Problem description:
Recast everything from the line containing "Where can you see the fingernail" down to the end of the items as a Markdown table with the columns Row and Line. Number each row and leave out blank lines.

**** Input material

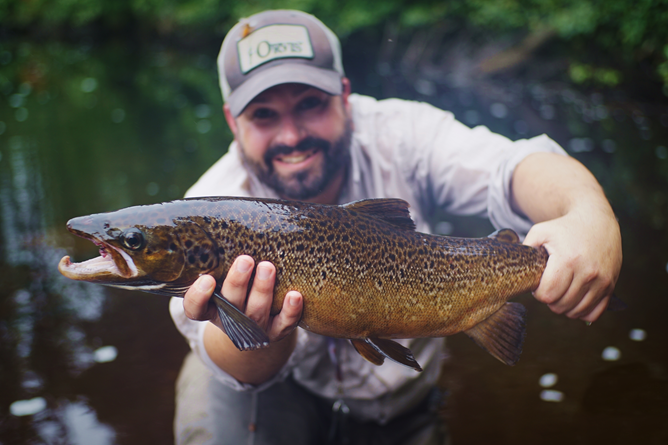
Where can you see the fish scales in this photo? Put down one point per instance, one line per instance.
(363, 273)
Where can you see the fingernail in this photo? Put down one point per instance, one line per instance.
(204, 285)
(293, 300)
(244, 265)
(263, 271)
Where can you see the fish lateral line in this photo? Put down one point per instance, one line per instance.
(502, 333)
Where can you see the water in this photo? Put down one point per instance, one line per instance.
(87, 129)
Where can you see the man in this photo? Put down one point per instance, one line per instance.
(300, 134)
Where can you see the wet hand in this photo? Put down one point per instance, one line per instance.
(585, 260)
(256, 306)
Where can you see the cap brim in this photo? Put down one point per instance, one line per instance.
(326, 80)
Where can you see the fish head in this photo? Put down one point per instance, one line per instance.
(140, 250)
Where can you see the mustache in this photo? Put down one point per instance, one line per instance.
(305, 144)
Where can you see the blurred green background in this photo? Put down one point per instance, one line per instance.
(107, 104)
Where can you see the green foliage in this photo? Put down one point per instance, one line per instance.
(630, 28)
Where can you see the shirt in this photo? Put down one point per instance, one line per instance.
(399, 149)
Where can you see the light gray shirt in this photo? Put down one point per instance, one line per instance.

********

The result:
| Row | Line |
|---|---|
| 1 | Where can you see the fingernail in this photo? Put down one point per instance, one line per instance. |
| 2 | (204, 285) |
| 3 | (293, 300) |
| 4 | (244, 265) |
| 5 | (263, 271) |
| 6 | Where can you see the fish lateral line in this photo? Put down one point per instance, one line per instance. |
| 7 | (502, 333) |
| 8 | Where can you see the water in this photo? Put down one point per instance, one line per instance. |
| 9 | (87, 129) |
| 10 | Where can you see the man in this photo? Put down one point per instance, one line per instance. |
| 11 | (300, 134) |
| 12 | Where can you see the wet hand in this photo? Put down one point per instance, one line per instance. |
| 13 | (585, 260) |
| 14 | (256, 306) |
| 15 | Where can you see the cap brim in this photo? Put down one point per instance, one line per instance. |
| 16 | (326, 80) |
| 17 | Where can you see the fish head in this photo? Put down one point per instance, one line per instance. |
| 18 | (140, 250) |
| 19 | Where can you see the mustache in this photo? Put down one point per instance, one line per instance. |
| 20 | (305, 144) |
| 21 | Where can you see the blurred green background in this photo? Put down one point per instance, one line per instance. |
| 22 | (107, 104) |
| 23 | Where can you see the green foliage in this photo? Put down one point per instance, one line per instance. |
| 24 | (630, 28) |
| 25 | Where can you see the shirt in this photo? Put down one point per instance, one line per instance. |
| 26 | (399, 149) |
| 27 | Where can you see the light gray shirt in this photo? Put down one point per instance, one line per instance. |